**Tâche**
Reprenez le texte sur le traitement du cancer après sa dernière phrase et poursuivez-le.

**Texte présenté**

──────────────────────────────

Au départ, c'est l'examen de la tumeur au microscope qui décide du traitement. Quand une récidive survient, c'est désormais l'analyse de ses gènes qui guide la thérapie. Une révolution.
Quand pourrai-je arrêter mon traitement, docteur ? Car je voudrais faire un bébé... »
La jeune femme qui pose cette question revient de loin. Atteinte d'un cancer rare qui avait entraîné de nombreuses métastases menaçant sa vie, elle vit aujourd'hui normalement grâce à la prise d'un médicament d'immunothérapie . Ce traitement qui stimule le système immunitaire a fait disparaître ses métastases et la protège depuis. Chanceuse ? Sans aucun doute, car cette nouvelle classe d'anticancéreux n'est efficace que chez 20 % des malades. Mais elle peut avoir une efficacité dans de nombreux cancers (mélanomes, rein, poumon, vessie).
« Les tumeurs dans lesquelles cela marche le mieux sont celles dont les gènes se modifient beaucoup (parfois 150 mutations) et qui sont provoquées par des toxiques », souligne le Dr Olivier Mir, oncologue.

──────────────────────────────

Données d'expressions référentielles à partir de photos
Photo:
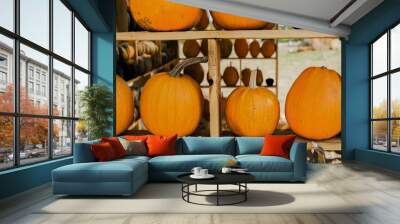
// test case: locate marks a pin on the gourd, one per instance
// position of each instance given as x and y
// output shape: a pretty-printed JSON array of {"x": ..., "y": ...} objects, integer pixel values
[
  {"x": 195, "y": 71},
  {"x": 191, "y": 48},
  {"x": 252, "y": 111},
  {"x": 313, "y": 104},
  {"x": 203, "y": 23},
  {"x": 268, "y": 48},
  {"x": 171, "y": 103},
  {"x": 233, "y": 22},
  {"x": 230, "y": 75},
  {"x": 163, "y": 15},
  {"x": 254, "y": 48},
  {"x": 246, "y": 73},
  {"x": 241, "y": 48},
  {"x": 124, "y": 105}
]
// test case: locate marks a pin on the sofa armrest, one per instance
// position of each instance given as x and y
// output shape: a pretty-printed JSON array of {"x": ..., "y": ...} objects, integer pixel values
[
  {"x": 298, "y": 155},
  {"x": 83, "y": 152}
]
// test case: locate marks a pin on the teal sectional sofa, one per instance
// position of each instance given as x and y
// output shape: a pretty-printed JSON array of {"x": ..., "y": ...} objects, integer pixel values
[{"x": 125, "y": 176}]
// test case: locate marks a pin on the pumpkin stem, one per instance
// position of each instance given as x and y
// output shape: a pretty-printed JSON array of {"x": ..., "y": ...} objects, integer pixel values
[
  {"x": 184, "y": 63},
  {"x": 253, "y": 79}
]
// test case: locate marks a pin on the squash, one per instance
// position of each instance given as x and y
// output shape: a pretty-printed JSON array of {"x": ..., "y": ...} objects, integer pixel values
[
  {"x": 233, "y": 22},
  {"x": 124, "y": 105},
  {"x": 254, "y": 48},
  {"x": 241, "y": 48},
  {"x": 171, "y": 103},
  {"x": 252, "y": 111},
  {"x": 230, "y": 76},
  {"x": 163, "y": 15},
  {"x": 268, "y": 48},
  {"x": 204, "y": 47},
  {"x": 204, "y": 21},
  {"x": 226, "y": 47},
  {"x": 246, "y": 73},
  {"x": 313, "y": 104},
  {"x": 195, "y": 71},
  {"x": 191, "y": 48}
]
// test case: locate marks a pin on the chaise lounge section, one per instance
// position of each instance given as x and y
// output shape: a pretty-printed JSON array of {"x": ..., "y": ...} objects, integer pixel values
[{"x": 125, "y": 176}]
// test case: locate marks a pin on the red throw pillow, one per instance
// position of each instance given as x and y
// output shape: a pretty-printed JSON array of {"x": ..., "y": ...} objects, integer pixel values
[
  {"x": 160, "y": 145},
  {"x": 103, "y": 152},
  {"x": 116, "y": 145},
  {"x": 277, "y": 145},
  {"x": 135, "y": 137}
]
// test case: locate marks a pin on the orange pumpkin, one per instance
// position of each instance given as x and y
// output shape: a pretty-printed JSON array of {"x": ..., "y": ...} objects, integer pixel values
[
  {"x": 163, "y": 15},
  {"x": 233, "y": 22},
  {"x": 313, "y": 104},
  {"x": 171, "y": 103},
  {"x": 203, "y": 23},
  {"x": 124, "y": 105},
  {"x": 252, "y": 111},
  {"x": 268, "y": 48}
]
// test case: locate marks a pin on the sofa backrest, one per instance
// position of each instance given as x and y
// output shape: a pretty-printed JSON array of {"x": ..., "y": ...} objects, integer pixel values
[
  {"x": 206, "y": 145},
  {"x": 249, "y": 145}
]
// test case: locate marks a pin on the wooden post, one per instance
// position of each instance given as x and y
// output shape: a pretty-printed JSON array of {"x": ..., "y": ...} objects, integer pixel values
[{"x": 215, "y": 89}]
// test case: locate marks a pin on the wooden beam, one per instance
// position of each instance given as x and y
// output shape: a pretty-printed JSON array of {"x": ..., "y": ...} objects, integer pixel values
[
  {"x": 215, "y": 88},
  {"x": 221, "y": 34}
]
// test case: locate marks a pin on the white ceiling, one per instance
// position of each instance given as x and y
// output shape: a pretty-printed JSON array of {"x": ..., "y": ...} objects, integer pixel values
[{"x": 327, "y": 16}]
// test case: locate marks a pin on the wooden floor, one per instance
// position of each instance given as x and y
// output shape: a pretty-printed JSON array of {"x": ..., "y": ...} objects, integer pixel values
[{"x": 379, "y": 189}]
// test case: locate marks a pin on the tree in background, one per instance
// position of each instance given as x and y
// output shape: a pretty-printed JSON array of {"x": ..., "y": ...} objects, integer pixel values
[{"x": 33, "y": 131}]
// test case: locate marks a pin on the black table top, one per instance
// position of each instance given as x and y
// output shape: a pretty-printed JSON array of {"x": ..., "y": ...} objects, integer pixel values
[{"x": 220, "y": 178}]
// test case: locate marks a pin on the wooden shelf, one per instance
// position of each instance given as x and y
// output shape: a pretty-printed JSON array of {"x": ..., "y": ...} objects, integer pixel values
[{"x": 221, "y": 34}]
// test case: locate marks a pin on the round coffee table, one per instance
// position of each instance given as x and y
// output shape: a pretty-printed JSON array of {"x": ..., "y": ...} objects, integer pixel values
[{"x": 238, "y": 179}]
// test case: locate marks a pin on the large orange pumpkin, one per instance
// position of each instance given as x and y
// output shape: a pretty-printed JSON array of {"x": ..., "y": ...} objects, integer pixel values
[
  {"x": 124, "y": 105},
  {"x": 171, "y": 103},
  {"x": 163, "y": 15},
  {"x": 252, "y": 111},
  {"x": 313, "y": 104},
  {"x": 233, "y": 22}
]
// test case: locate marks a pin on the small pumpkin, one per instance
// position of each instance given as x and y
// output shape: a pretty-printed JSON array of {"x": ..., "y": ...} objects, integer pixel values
[
  {"x": 204, "y": 21},
  {"x": 163, "y": 15},
  {"x": 268, "y": 48},
  {"x": 252, "y": 111},
  {"x": 195, "y": 71},
  {"x": 233, "y": 22},
  {"x": 246, "y": 73},
  {"x": 230, "y": 76},
  {"x": 171, "y": 103},
  {"x": 124, "y": 105},
  {"x": 313, "y": 104},
  {"x": 241, "y": 48},
  {"x": 226, "y": 47},
  {"x": 191, "y": 48},
  {"x": 254, "y": 48}
]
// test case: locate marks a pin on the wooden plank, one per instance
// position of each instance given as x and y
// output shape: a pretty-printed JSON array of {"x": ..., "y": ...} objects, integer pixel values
[
  {"x": 222, "y": 34},
  {"x": 215, "y": 88}
]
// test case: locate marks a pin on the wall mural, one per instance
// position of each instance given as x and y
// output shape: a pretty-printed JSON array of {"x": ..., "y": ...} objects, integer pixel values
[{"x": 267, "y": 86}]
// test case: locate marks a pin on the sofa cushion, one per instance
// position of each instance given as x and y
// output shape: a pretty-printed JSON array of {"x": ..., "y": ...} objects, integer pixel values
[
  {"x": 185, "y": 163},
  {"x": 249, "y": 145},
  {"x": 112, "y": 171},
  {"x": 206, "y": 145},
  {"x": 257, "y": 163}
]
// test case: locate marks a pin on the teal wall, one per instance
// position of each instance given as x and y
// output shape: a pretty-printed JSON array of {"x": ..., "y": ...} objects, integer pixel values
[
  {"x": 99, "y": 15},
  {"x": 356, "y": 99}
]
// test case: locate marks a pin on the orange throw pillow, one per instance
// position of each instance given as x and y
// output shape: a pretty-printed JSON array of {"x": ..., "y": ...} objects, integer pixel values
[
  {"x": 103, "y": 152},
  {"x": 161, "y": 146},
  {"x": 116, "y": 145},
  {"x": 277, "y": 145},
  {"x": 135, "y": 137}
]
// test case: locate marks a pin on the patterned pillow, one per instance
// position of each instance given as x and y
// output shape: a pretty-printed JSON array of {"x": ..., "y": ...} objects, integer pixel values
[{"x": 134, "y": 147}]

──────────────────────────────

**Réponse**
Pas étonnant que les meilleurs résultats soient obtenus dans les mélanomes de la peau, causés par le soleil, et le cancer de la vessie, dû au tabac . Pour d'autres cancers, comme ceux du poumon ou du rein, les tests moléculaires permettent aussi la recherche de mutations de gènes (ALK, MET...) pour lesquelles on dispose de parade : ces traitements ciblés ne peuvent d'ailleurs être prescrits qu'après un résultat positif du test, prouvant l'existence de l'anomalie. Plusieurs traitements de ce type améliorent aujourd'hui la survie de cancers avancés du poumon et du rein. Ces tests moléculaires sont aussi utiles pour suivre l'efficacité des traitements. Ils permettent notamment de repérer tôt l'apparition de résistance. Les cellules cancéreuses se protégeant en modifiant leurs gènes, cela indique au médecin qu'il faut changer le traitement ou en associer un autre.
De nombreux hôpitaux sont déjà équipés
Ces analyses moléculaires nécessitent des plateaux techniques sophistiqués dont nous avons la chance de pouvoir bénéficier en France : 28 ont été organisés par l'INCa (Institut national du cancer). Les cancérologues peuvent y envoyer le sang ou un prélèvement de la tumeur du patient pour décider du meilleur traitement. Prochaine étape : mieux cibler les malades susceptibles de tirer parti des traitements d'immunothérapie, mieux tolérés que la chimiothérapie , mais pouvant aller trop loin et déclencher des maladies auto-immunes (les défenses immunitaires s'attaquent à l'organisme ).
Le travail est énorme mais chaque année voit arriver de nouvelles combinaisons de traitements qui changent la donne pour de nombreux malades. « À tel point que certains prédisent qu'en 2050, on mourra davantage d'infections que de cancers », conclut le Pr Jean-Yves Blay.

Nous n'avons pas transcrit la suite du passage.